### Work instruction
Run through the data and copy out every line that mentions the word "tracksuit".

▼

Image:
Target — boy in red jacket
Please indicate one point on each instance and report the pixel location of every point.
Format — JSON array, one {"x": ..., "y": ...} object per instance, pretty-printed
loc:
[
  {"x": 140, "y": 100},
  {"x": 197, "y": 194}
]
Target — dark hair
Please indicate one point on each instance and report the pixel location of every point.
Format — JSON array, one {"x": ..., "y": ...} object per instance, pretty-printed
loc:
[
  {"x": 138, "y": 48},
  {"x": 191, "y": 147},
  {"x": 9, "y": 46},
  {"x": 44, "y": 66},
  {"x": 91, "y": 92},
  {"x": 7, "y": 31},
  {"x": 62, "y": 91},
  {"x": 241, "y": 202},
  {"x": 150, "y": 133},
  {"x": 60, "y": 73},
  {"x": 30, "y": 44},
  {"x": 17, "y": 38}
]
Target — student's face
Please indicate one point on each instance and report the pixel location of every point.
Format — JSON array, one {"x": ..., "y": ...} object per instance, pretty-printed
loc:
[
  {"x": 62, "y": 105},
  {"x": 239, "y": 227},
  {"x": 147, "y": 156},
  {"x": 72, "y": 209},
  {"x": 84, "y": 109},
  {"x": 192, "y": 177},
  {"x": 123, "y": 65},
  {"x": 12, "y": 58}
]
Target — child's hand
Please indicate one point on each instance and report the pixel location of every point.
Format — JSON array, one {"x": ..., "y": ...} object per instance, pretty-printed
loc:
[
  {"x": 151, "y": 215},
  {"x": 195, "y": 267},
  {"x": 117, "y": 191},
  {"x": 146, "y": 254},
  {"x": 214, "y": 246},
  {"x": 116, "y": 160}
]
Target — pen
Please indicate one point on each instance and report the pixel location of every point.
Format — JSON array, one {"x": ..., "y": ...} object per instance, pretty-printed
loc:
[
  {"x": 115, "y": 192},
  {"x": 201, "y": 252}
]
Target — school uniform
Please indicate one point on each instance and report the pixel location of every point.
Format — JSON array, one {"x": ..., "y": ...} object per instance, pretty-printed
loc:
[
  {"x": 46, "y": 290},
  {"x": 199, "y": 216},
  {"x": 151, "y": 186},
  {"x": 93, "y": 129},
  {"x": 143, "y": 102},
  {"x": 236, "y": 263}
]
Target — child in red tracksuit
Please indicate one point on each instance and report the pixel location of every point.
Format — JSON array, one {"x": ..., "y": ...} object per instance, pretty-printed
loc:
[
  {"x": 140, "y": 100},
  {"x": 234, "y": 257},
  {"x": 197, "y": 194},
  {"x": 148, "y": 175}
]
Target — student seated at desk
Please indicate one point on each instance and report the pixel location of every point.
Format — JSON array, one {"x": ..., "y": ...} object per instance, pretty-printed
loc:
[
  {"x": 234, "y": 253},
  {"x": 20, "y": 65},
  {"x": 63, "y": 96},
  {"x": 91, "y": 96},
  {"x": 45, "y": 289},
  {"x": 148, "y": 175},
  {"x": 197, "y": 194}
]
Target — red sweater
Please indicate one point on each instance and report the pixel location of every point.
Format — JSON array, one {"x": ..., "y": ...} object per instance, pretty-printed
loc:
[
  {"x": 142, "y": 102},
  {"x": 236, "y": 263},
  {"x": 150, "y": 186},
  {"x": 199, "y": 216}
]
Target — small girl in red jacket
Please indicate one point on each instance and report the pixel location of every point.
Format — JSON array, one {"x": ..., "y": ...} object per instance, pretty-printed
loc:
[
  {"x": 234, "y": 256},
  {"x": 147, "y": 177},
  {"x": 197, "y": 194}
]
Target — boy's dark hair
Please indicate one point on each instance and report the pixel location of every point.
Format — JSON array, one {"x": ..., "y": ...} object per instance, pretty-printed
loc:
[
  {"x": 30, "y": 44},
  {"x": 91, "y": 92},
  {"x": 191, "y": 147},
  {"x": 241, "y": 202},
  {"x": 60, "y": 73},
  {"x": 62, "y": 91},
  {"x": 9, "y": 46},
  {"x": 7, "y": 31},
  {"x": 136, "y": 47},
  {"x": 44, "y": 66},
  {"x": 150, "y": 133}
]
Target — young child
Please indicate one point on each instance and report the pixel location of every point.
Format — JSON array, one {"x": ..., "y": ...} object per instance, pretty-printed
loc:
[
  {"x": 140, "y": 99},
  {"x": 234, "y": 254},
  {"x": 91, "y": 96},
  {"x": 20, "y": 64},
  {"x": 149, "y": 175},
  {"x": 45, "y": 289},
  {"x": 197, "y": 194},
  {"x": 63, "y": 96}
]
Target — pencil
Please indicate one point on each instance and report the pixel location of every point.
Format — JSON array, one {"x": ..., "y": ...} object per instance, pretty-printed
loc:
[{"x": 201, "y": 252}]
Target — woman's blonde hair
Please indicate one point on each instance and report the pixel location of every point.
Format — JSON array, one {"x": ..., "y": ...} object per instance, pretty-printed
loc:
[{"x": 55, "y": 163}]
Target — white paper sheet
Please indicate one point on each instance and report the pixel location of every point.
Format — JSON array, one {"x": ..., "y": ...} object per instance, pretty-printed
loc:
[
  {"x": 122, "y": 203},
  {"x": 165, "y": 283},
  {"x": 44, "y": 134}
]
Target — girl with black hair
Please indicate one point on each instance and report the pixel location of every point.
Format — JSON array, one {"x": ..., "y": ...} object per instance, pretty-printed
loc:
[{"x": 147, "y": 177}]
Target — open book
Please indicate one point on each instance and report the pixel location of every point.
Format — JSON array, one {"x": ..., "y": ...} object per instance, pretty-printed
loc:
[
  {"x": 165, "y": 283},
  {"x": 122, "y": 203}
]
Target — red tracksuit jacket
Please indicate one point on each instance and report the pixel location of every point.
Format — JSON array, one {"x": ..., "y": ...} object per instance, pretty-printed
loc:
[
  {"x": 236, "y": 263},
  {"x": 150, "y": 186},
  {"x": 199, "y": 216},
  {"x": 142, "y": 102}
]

▲

### Finished exercise
Target — child in red tracksuit
Target — red tracksuit jacket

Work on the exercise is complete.